Reading text
Appellate Division, Second Department

[*1]

TV Tech Managers, Inc., Respondent,

v

Richard Cohen, Appellant, et al., Defendants.

Wallace Neel, PLLC, Pearl River, NY, for appellant.

The Ahearne Law Firm, PLLC, Warwick, NY (Allan J. Ahearne, Jr., of counsel), for respondent.

In an action, inter alia, to recover damages for breach of contract, the defendant Richard Cohen appeals from an order of the Supreme Court, Orange County (Maria S. Vazquez-Doles, J.), dated July 21, 2021. The order denied that defendant’s motion pursuant to CPLR 3211 (a) (7) to dismiss the third amended complaint insofar as asserted against him.

Ordered that the order is modified, on the law, by deleting the provisions thereof denying those branches of the motion of the defendant Richard Cohen which were pursuant to CPLR 3211 (a) (7) to dismiss the first, third, and fourth causes of action insofar as asserted against him, and substituting therefor provisions granting those branches of the motion; as so modified, the order is affirmed, without costs or disbursements.

Information given
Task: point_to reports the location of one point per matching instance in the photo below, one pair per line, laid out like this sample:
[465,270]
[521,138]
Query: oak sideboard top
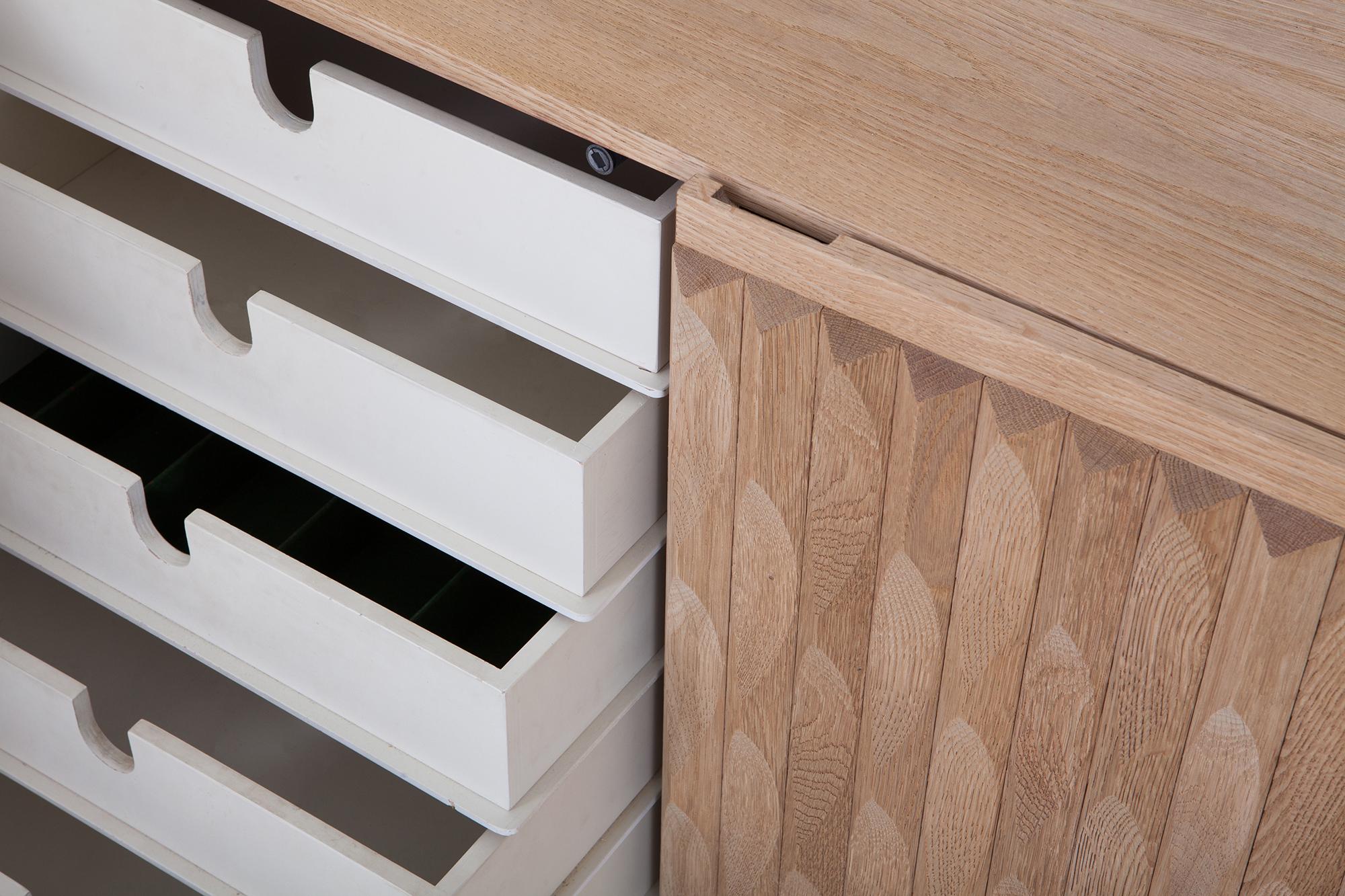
* * *
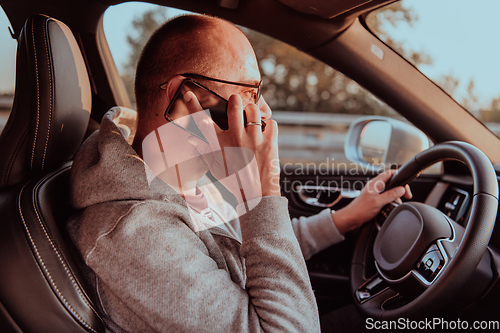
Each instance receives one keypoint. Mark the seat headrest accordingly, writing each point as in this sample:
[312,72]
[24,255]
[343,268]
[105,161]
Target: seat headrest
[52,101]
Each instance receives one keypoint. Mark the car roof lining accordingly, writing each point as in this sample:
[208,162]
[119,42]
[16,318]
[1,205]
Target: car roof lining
---
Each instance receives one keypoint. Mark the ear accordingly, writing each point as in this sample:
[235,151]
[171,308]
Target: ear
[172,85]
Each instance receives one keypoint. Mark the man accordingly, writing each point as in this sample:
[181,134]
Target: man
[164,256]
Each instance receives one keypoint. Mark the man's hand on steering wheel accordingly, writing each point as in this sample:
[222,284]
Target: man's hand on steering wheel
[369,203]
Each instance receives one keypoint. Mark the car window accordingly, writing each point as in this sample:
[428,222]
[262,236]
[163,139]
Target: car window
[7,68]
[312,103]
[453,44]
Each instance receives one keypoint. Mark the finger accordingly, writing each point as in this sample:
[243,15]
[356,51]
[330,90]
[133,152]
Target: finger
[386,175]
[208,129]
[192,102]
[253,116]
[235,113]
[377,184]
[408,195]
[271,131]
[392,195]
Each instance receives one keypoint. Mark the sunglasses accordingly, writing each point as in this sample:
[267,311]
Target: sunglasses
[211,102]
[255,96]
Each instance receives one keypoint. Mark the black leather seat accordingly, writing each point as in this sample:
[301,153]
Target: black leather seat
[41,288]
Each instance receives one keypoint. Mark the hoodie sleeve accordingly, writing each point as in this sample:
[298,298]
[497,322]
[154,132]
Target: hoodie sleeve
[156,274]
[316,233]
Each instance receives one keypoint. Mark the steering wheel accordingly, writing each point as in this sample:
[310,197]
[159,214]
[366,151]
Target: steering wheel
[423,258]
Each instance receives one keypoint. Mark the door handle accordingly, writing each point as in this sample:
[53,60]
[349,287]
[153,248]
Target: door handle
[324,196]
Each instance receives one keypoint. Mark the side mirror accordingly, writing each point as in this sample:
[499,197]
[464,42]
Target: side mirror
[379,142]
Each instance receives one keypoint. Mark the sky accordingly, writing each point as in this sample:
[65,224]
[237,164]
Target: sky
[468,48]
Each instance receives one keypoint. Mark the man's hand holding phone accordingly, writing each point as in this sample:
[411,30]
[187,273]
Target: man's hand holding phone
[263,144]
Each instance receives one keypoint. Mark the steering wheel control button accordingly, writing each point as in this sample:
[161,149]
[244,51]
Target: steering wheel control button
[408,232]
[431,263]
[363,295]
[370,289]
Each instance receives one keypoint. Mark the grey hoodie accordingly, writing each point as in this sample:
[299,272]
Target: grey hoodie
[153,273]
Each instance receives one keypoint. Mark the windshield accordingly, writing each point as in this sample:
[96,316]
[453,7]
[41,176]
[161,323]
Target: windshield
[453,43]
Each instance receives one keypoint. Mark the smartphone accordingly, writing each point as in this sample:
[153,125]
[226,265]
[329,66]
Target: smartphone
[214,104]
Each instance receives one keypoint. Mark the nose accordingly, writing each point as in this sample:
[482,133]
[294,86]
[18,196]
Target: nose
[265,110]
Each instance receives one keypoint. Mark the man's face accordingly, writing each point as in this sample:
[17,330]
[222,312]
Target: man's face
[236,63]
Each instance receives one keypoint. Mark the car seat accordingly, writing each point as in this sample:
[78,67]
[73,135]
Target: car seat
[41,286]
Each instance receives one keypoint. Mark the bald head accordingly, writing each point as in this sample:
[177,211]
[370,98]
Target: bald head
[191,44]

What this exercise asks
A) Repeat the stretch of the court decision from "Richard Cohen, Appellant, et" through "counsel), for respondent.".
B) List every cause of action for which the court decision grants the dismissal branches of Richard Cohen's motion.
C) Take the court decision further, starting where it stops.

Exercise answers
A)
Richard Cohen, Appellant, et al., Defendants.

Wallace Neel, PLLC, Pearl River, NY, for appellant.

The Ahearne Law Firm, PLLC, Warwick, NY (Allan J. Ahearne, Jr., of counsel), for respondent.

B) The first, third, and fourth causes of action.

C)
The plaintiff alleges that in September 2016, the defendants Lovelive TV Limited and Lovelive TV US, Inc. (hereinafter Lovelive US, and together with Lovelive TV Limited, the Lovelive defendants), entered into a contract with the plaintiff, pursuant to which the plaintiff would, among other things, install technical and electronic equipment for the Lovelive defendants. The plaintiff alleges that it provided the services requested, but the Lovelive defendants failed to pay the plaintiff despite numerous demands. The plaintiff further alleges that in December 2016, Lovelive US announced to its employees that it was insolvent and would “cease all operations” immediately and dissolve. The plaintiff further alleges that Lovelive US transferred all of its assets without serving its corporate creditors, including the plaintiff, with a notice of dissolution and without providing them an opportunity to bring or settle their claims. The defendant Richard Cohen is alleged to have been Lovelive US’s chief executive officer and sole director at all relevant times. Cohen is alleged to have dissolved Lovelive US without taking the proceedings necessary for a voluntary dissolution under Business Corporation Law §§ 1006 and 1007 and is alleged to have given only select creditors notice of dissolution.

In the third amended complaint, the plaintiff purported to assert causes of action against each of the defendants to recover damages for breach of contract (first cause of action), to recover on an account stated (third cause of action), and to recover in quantum meruit (fourth cause of action), and purported to assert a cause of action against Cohen individually for director liability for unpaid invoices (second cause of action). Cohen moved pursuant to CPLR 3211 (a) (7) to dismiss the third amended complaint insofar as asserted against him. The plaintiff opposed the motion. The [*2] Supreme Court denied the motion, and Cohen appeals.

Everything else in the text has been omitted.